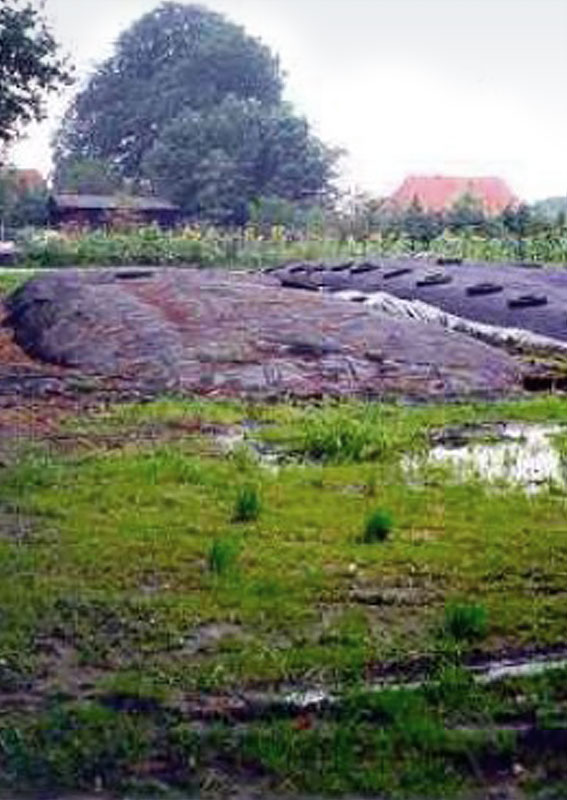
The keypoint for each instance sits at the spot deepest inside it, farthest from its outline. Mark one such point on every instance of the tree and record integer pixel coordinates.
(420, 225)
(193, 103)
(86, 176)
(30, 67)
(21, 204)
(467, 213)
(176, 59)
(216, 163)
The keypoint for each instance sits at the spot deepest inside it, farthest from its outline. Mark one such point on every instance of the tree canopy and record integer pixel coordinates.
(216, 163)
(193, 102)
(30, 67)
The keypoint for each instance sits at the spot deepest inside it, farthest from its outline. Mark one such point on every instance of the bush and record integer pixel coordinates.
(223, 556)
(247, 506)
(378, 527)
(465, 621)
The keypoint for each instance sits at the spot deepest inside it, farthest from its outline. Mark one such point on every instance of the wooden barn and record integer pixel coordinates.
(98, 211)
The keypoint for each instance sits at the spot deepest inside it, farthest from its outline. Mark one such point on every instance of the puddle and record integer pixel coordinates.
(490, 672)
(516, 453)
(237, 437)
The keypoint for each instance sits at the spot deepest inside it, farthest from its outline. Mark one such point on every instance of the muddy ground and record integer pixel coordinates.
(220, 334)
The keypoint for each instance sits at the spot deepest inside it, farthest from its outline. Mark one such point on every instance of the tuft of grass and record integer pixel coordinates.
(465, 622)
(378, 527)
(223, 556)
(247, 506)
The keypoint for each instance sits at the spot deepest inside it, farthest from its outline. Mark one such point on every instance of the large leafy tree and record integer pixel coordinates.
(175, 58)
(216, 163)
(30, 67)
(191, 101)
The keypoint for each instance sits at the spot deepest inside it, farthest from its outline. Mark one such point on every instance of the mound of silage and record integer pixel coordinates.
(228, 334)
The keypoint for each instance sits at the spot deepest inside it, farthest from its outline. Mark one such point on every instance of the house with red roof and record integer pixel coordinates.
(439, 193)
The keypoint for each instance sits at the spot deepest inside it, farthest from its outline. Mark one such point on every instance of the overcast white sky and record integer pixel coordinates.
(472, 87)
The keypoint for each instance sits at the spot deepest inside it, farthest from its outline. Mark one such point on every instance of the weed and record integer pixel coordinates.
(247, 506)
(465, 621)
(378, 527)
(223, 556)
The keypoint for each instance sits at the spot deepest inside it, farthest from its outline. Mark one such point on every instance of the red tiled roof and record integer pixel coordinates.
(439, 193)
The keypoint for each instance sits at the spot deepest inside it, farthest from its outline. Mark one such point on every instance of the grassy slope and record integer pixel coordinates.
(123, 573)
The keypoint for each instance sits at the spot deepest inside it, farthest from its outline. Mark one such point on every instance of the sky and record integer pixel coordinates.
(427, 87)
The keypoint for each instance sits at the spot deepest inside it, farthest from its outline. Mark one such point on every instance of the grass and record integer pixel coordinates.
(132, 581)
(223, 556)
(378, 527)
(465, 621)
(246, 249)
(10, 281)
(247, 505)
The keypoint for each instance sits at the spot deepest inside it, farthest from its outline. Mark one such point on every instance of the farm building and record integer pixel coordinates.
(439, 193)
(100, 210)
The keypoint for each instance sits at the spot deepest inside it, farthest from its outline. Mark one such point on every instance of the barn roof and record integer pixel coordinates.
(439, 193)
(97, 202)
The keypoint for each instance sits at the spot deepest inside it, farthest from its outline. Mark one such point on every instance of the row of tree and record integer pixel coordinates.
(191, 106)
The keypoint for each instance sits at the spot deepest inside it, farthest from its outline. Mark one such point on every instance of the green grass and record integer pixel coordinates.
(378, 527)
(214, 247)
(465, 621)
(10, 281)
(133, 581)
(247, 505)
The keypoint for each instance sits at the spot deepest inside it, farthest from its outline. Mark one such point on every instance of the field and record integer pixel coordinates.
(253, 248)
(200, 597)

* * * *

**Exercise task**
Quote the data above in full and without alteration; skip the pictures.

**Written solution**
The keypoint for each instance sits at the spot deepest inside it, farthest from its outline. Mark one such point on every instance of the tree and record integer pixel coordinates.
(420, 225)
(193, 103)
(86, 176)
(30, 67)
(21, 204)
(467, 213)
(176, 59)
(216, 163)
The keypoint for each instance sits at the spot deepest inside it, farthest from its outline. Mark one such point on every instance of the tree canopy and record integer pixel coordinates.
(216, 163)
(193, 102)
(30, 67)
The keypoint for each instance sits at the spot deepest inside it, farthest from its outline. Mark one such point on every instance of the bush and record integer pixel coordinates.
(223, 556)
(247, 506)
(378, 527)
(465, 621)
The keypoint for each instance sits at the spot deepest inside it, farthest from its outline. Mark one such point on every instance of the wooden barn and record integer pixel coordinates.
(98, 211)
The keypoint for each instance sits at the spot deepest inside it, farthest from its outline. Mark one such point on every instance of the puddle and record integer pixel coordinates.
(490, 672)
(516, 453)
(237, 437)
The keypoint for each instance sits at the spot deepest inside it, farthest from its outline. Mark one such point on every instance of the muddy ground and record integer pixel coordinates.
(220, 334)
The keypoint for each instance sits at the spot deepest inside it, farthest from its outline. Mark one such point on every instance of the tuft of grass and record integer pixel coordinates.
(465, 622)
(378, 527)
(223, 556)
(247, 506)
The keypoint for each instance sits at the spot deepest inside it, farthest from its outline. Mark one such point on every instance of the large leafy tree and record integer pixel coordinates.
(175, 58)
(216, 163)
(30, 67)
(191, 101)
The keypoint for each instance sits at the spot deepest inside it, farthest from its outline. Mark one such point on every instance of the mound of silage and record integer pixel coordinates.
(228, 334)
The keypoint for each instance sits at the spot deepest inside it, farthest from its outline. Mark one such point on every instance of the house with red roof and record integer pixel coordinates.
(439, 193)
The keypoint for each instance sits at the spot deepest inside it, farthest from its outline. Mark one such point on every instance of the overcast white sky and record integer pixel coordinates.
(472, 87)
The keypoint for each instance sits at the spot deepest inside it, farthest from its outline. Mark one such point on every instance of the weed and record integer pixel coordinates.
(247, 506)
(465, 621)
(378, 527)
(223, 556)
The keypoint for each instance sits at the spot deepest inside it, farthest from its outline. Mark one such point on every instance of the red tiled roof and record integer pixel coordinates.
(439, 193)
The keypoint for each instance sits at the spot deepest inside it, farthest from its outline. Mark one such point on every instance of the grassy slope and record integer pixel coordinates.
(123, 573)
The keypoint for each instance sits at the spot deepest inside it, farthest from its outline. Mark one such point on every instance of the sky and record integer pixel coordinates.
(427, 87)
The keypoint for each instance sits at the spot deepest inside it, farthest from its outline. Mark one such point on every instance of the grass and record integer pixel coordinates.
(132, 581)
(223, 556)
(378, 527)
(465, 621)
(246, 249)
(10, 281)
(247, 505)
The keypoint for each instance sits at the spot deepest inside it, farthest from its outline. Mark one such point on every instance of the farm building and record integer pixel coordinates.
(439, 193)
(100, 210)
The keypoint for each instance sits at the spot deepest inside it, farthest from its outline. Mark one such point on every instance of the barn roof and record integer pixel coordinates.
(439, 193)
(97, 202)
The keypoint for each instance sits at the spot deepest inside it, farthest from its outline. Mark one such point on every instance of the row of tree and record integer pixel coordinates.
(191, 106)
The keypoint for each instance sits at the spot deepest inside it, farthest from its outline. Mark one such point on every instance of the green grass and record integer pixel coordinates.
(378, 527)
(214, 247)
(465, 621)
(10, 281)
(133, 581)
(247, 505)
The keypoint for each instance sits at the spot deepest inside it, farthest from its outline. Mark one such point on every instance of the field and record integer pixel coordinates.
(253, 248)
(200, 597)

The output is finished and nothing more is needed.